Aim
Retype all of the entries below character for character, leaving the pictures out.

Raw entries
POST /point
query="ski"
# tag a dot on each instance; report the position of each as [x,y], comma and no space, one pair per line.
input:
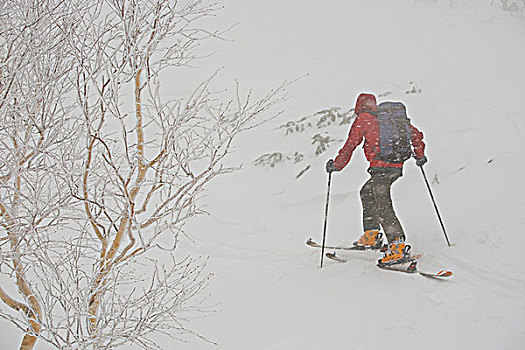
[335,257]
[314,244]
[412,268]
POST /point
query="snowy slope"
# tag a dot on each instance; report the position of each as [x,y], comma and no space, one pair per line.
[268,288]
[468,63]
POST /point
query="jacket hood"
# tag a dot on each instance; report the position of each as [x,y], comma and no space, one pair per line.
[365,103]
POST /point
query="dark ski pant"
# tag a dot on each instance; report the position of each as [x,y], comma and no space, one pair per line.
[376,199]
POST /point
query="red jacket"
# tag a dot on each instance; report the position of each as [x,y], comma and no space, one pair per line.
[366,126]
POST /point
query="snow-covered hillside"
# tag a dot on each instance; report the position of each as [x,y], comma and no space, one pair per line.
[468,65]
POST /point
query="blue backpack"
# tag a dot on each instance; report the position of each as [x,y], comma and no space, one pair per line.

Finished answer
POST /point
query="ski"
# tag a dot on each instance; report the position of each as [x,y], comma and no space, one pair per line.
input:
[335,257]
[314,244]
[412,268]
POST /point
query="snowy slope"
# tag a dot on each instance; report the position of each as [x,y], comma and no space, one pair per line.
[268,288]
[468,63]
POST /point
query="jacket hood"
# tag a dot on each instance; report the position of each as [x,y], comma and no space, one pair per line.
[365,103]
POST /point
query="dark ski pant"
# tag a dot on each instance; report the position of each as [x,y], comma and no space, one pair per line.
[376,199]
POST /point
query="red jacket"
# tag a dot on each instance; report the position of each as [x,y], comma and no space, one pair per line.
[366,126]
POST /point
query="snow-covered hillside"
# tag a dot on each instance; report the position of each as [x,y], comma and no space, one pair per line.
[468,65]
POST /point
query="blue backpack"
# tag a dot on each instance; report the position of each as [x,y], comma and no space, one pair per line.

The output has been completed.